陸軍大将
陸軍大将(りくぐんたいしょう/英:General・仏:Général d'Armée)は陸軍将官の階級。通常陸軍中将の上に位置するが、上位の階級は国や時代により、異なる。
陸上自衛隊は旧軍と同一の階級呼称は用いていないが、旧軍の中将にあたる陸将が階級としては最上位で、陸軍大将にあたる階級はない。しかし、陸将たる者が統合幕僚長または陸上幕僚長に就任している間は諸外国の大将と同じ4つ桜(星にあたる)の階級章を用いる。
英語呼称の“General”は、陸軍元帥から陸軍准将までの陸軍の将官(General officer)への敬称としても用いられる。このような場合の“General”の和訳語としては、将軍が用いられる。他の将官の階級と区別したい場合はFull Generalと表現する。
ドイツ軍の“General”は、日本では「大将」と訳されているが、ナチス・ドイツ時代までのドイツ陸軍や空軍では〝General”の上に“Generaloberst”(日:上級大将・英:Colonel General)があり、英米では“Generaloberst(独)”を“General(英)”と扱っている[1]。なお蛇足ながら、海軍上級大将は‶Generaladmiral(独)”と呼称する。
目次
1 大日本帝国陸軍の大将
1.1 大日本帝国軍陸軍大将一覧
2 脚注
3 参考資料
4 関連項目
大日本帝国陸軍の大将
戦前の日本陸軍では陸軍大将は官吏区分の最上級である親任官に位置し、内閣総理大臣や枢密院議長と同じ格付けであった。
中将から大将への進級は法的には「陸軍武官進級令」に依り、同令第10条には「中将ヲ大将ニ進級セシムルニハ歴戦者又ハ枢要ナル軍務ノ経歴ヲ有スル者ニシテ功績特ニ顕著ナル者ノ中ヨリ特旨ヲ以テ親任スルモノトス」とある。初期の武官進級令では条件が歴戦者で功績顕著な者であったが、日露戦争以後これといって戦時がなかったため1906年(明治39年)、「枢要ナル軍務ノ経歴」が加えられた。
ここでいう枢要なる軍務とは陸軍三長官である陸軍大臣・参謀総長・教育総監の他、航空総監・陸軍次官・参謀次長・築城本部長や技術本部長等の本部長職・軍司令官・師団長・警備司令官・造兵廠長官を指す。
次の階級へ進級する目安となる実役停年は内規によって6年(令では4年)で、これを満たした中将の内先任順に審議を以って天皇に奏上する。尤もこの内規の6年は1941年(昭和16年)11月に5年に短縮されることとなる。これは東條英機中将の首相就任に伴い、年数の満たない東條を進級させるための特例である。従前の規定では篠塚義男中将が先に大将進級の議にかけられるはずであったが東條に先を越され、篠塚は大将に進級することはなかった。

> **課題 A**:
陸軍大将についての資料によると、戦前の日本陸軍で陸軍大将は官吏区分のどこに位置していましたか。
> **課題 B**:
陸軍大将についての資料のうち、「中将から大将への進級は法的に」から「備司令官・造兵廠長官を指す。」までをすべて書き写しなさい。

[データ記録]
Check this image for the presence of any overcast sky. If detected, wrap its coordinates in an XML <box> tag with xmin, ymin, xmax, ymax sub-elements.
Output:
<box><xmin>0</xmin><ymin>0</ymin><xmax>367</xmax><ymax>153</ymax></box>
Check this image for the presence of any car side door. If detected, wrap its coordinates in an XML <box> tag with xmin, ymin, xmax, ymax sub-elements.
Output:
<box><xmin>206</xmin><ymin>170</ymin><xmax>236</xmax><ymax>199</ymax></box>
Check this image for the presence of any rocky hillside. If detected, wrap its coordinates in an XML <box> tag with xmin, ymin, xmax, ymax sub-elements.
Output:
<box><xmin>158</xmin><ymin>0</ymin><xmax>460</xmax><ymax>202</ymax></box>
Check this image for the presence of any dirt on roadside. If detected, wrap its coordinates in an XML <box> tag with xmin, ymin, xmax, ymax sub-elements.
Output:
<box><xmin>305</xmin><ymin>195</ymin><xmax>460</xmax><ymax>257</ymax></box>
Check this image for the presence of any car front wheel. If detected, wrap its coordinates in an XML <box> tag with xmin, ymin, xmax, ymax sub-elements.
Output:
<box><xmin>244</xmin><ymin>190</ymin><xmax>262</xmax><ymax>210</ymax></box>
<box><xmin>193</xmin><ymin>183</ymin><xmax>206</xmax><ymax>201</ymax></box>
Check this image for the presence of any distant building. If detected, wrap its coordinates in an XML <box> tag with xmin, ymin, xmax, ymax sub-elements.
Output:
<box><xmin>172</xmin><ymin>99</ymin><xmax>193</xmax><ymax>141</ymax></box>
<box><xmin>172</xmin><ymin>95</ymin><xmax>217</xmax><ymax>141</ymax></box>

> **解答 A**:
官吏区分の最上級である親任官に位置していました。

> **解答 B**:
中将から大将への進級は法的には「陸軍武官進級令」に依り、同令第10条には「中将ヲ大将ニ進級セシムルニハ歴戦者又ハ枢要ナル軍務ノ経歴ヲ有スル者ニシテ功績特ニ顕著ナル者ノ中ヨリ特旨ヲ以テ親任スルモノトス」とある。初期の武官進級令では条件が歴戦者で功績顕著な者であったが、日露戦争以後これといって戦時がなかったため1906年(明治39年)、「枢要ナル軍務ノ経歴」が加えられた。
ここでいう枢要なる軍務とは陸軍三長官である陸軍大臣・参謀総長・教育総監の他、航空総監・陸軍次官・参謀次長・築城本部長や技術本部長等の本部長職・軍司令官・師団長・警備司令官・造兵廠長官を指す。